-- Begin Data for processing --

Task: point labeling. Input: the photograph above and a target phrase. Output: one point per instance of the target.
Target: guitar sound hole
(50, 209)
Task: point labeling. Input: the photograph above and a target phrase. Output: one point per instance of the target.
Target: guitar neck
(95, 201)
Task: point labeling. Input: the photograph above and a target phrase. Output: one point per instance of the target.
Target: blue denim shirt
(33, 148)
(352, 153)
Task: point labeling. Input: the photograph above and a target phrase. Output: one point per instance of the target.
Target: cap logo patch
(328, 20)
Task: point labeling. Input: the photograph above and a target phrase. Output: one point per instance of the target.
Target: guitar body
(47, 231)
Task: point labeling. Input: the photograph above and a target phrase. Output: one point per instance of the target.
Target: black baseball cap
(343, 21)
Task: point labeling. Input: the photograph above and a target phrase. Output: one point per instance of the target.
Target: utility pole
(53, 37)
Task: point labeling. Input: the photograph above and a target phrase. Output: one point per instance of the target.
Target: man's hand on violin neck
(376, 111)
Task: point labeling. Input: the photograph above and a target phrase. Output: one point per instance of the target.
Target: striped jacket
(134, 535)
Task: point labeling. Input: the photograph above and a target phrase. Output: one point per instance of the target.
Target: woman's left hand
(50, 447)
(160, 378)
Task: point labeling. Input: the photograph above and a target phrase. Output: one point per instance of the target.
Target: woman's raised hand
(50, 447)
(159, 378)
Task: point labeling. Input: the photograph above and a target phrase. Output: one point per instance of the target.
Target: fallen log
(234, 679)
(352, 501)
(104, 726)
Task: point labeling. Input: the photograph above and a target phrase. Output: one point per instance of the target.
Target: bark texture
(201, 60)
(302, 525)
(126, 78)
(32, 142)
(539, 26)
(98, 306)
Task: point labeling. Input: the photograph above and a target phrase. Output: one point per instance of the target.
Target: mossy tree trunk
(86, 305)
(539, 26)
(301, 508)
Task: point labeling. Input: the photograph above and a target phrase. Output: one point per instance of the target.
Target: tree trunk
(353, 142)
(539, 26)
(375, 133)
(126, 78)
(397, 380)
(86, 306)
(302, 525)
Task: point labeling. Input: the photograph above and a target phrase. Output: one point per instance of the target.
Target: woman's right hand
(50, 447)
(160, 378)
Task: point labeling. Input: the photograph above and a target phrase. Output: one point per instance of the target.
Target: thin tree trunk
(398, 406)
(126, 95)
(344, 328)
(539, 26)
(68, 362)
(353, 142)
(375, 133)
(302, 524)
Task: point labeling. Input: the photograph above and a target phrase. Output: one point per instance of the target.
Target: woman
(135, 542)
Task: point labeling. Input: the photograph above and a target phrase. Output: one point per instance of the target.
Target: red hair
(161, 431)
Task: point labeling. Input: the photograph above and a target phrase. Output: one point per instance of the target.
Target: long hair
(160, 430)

-- End Data for processing --

§ **What is asked**: Tally the lines in the entries above that contain the word "guitar". Reply with the number alone.

§ **Solution**: 3